Arbeitsanweisungen »
1. Ändern Sie den Textauszug über die Trompete am Friedhof von „Ich summe die“ bis einschließlich „erfahren werden. Zwangsläufig.“ ab, indem Sie „Melodie“ durch „Weise“ ersetzen.
2. Führen Sie den Textauszug über die Trompete am Friedhof im Anschluss an seinen letzten Satz weiter.

Denn statt Baustellenlärm und dem Verkehr der Straße höre ich eine einzelne Trompete, ganz klar. Sie spielt Dietrich Bonhoeffers „Von guten Mächten treu und still umgeben“. Ansonsten ist nichts zu hören, als würde alles Mittagspause machen. Ich bekomme eine Gänsehaut.

Mein Büro liegt gegenüber von einem Friedhof. Es ist also nichts Ungewöhnliches für mich, einen Posaunenchor oder Glockengeläut zu hören. Auch sehe ich öfters schwarzgekleidete Menschen, die Blumen in der Hand halten. Das passiert manchmal sogar mehrmals in der Woche, dass mich der Tod durch den Arbeitsalltag begleitet. Aber diese eine Trompete in der sonstigen Stille hat mich innerlich angehalten und auf Pause gedrückt.

Ich summe die Melodie mit und überlege, wann habe ich das letzte Mal dieses Lied gehört und bei wem? Ich weiß es nicht mehr. Vielleicht als meine Großeltern gestorben sind?

Und ich schaue rüber zum Friedhof. Ich sehe Menschen, die loslassen, die um einen lieben Menschen trauern. Die deshalb jetzt eine große Pause in ihrem Leben erfahren werden. Zwangsläufig.

Datenteil »
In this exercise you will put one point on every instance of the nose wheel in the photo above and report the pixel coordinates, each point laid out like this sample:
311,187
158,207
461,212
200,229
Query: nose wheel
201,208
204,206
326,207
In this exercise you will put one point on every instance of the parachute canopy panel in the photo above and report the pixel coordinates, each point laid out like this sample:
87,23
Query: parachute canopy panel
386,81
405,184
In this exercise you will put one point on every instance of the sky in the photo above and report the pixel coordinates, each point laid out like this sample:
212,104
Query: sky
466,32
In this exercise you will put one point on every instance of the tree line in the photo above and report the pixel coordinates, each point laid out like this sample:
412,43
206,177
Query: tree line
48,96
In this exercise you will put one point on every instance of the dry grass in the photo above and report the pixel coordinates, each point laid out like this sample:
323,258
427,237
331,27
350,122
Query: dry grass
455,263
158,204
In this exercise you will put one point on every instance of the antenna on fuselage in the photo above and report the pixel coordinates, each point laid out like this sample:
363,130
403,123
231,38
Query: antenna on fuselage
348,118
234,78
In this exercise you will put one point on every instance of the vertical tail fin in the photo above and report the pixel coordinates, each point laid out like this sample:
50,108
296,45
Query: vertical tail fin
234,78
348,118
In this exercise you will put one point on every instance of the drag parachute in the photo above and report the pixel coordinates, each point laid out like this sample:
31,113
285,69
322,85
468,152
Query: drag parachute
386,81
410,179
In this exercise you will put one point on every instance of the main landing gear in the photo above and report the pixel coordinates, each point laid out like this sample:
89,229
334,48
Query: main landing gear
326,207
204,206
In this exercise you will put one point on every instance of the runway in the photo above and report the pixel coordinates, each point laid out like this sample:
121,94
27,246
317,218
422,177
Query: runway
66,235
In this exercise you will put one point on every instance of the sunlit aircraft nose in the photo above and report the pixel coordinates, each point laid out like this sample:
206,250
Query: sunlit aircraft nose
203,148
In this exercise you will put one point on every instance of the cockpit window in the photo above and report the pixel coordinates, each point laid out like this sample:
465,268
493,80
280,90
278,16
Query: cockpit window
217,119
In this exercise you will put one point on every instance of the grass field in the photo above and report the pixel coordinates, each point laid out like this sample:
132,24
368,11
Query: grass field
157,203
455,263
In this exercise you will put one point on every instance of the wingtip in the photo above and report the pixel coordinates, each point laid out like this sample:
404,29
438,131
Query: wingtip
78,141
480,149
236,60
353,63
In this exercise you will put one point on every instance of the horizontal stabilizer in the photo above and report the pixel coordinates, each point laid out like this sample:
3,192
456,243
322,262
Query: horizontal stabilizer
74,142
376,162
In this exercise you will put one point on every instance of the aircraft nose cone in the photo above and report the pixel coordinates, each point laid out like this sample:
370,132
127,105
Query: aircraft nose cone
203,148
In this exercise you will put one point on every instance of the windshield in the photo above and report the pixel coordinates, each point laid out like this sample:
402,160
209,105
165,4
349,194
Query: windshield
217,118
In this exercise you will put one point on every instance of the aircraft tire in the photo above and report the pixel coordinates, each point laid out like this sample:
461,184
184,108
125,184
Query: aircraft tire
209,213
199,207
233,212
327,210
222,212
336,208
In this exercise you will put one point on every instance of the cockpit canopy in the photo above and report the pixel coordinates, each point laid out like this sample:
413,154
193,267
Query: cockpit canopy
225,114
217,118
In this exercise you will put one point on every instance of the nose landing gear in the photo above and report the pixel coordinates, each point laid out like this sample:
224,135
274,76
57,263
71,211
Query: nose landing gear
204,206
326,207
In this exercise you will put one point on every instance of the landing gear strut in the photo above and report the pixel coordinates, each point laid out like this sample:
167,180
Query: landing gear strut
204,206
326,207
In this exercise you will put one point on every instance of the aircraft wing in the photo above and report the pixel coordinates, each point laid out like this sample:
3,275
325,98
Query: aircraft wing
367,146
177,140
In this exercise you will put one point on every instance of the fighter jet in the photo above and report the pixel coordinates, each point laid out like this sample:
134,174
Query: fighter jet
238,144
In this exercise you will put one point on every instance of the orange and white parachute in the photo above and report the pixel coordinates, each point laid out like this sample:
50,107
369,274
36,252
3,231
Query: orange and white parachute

Erwartete Ergebnisse »
1.
Ich summe die Weise mit und überlege, wann habe ich das letzte Mal dieses Lied gehört und bei wem? Ich weiß es nicht mehr. Vielleicht als meine Großeltern gestorben sind?

Und ich schaue rüber zum Friedhof. Ich sehe Menschen, die loslassen, die um einen lieben Menschen trauern. Die deshalb jetzt eine große Pause in ihrem Leben erfahren werden. Zwangsläufig.

2.
Und ich sehe auf der anderen Straßenseite Kollegen, die von der Mittagspause zurückkommen und Autos, die an dem ganzen Geschehen vorrüberfahren. Als wäre nichts passiert. Leben und Tod sind da ganz dicht beieinander.

Meine nächste Konferenz beginnt gleich. Aber ich komme nicht ganz los von diesem Moment. Weil ich mich verbunden fühle mit dem, was ich da sehe. Mit den Menschen auf dem Friedhof, die trauern. Ich kenne es.

Ich spüre bei all dem: Mein Leben ist endlich. Noch bin ich auf dieser Seite, bin mitten im Leben bei der Arbeit. Aber da ist eben auch die andere Seite, der Tod. Diese Seite wird durchlässiger, wenn ich eine Pause mache und hinhöre. Wenn ich jede einzelne Note höre, die die Trompete spielt. Und diese Seite hilft mir dann wieder mich auf die lebendige Seite zu konzentrieren.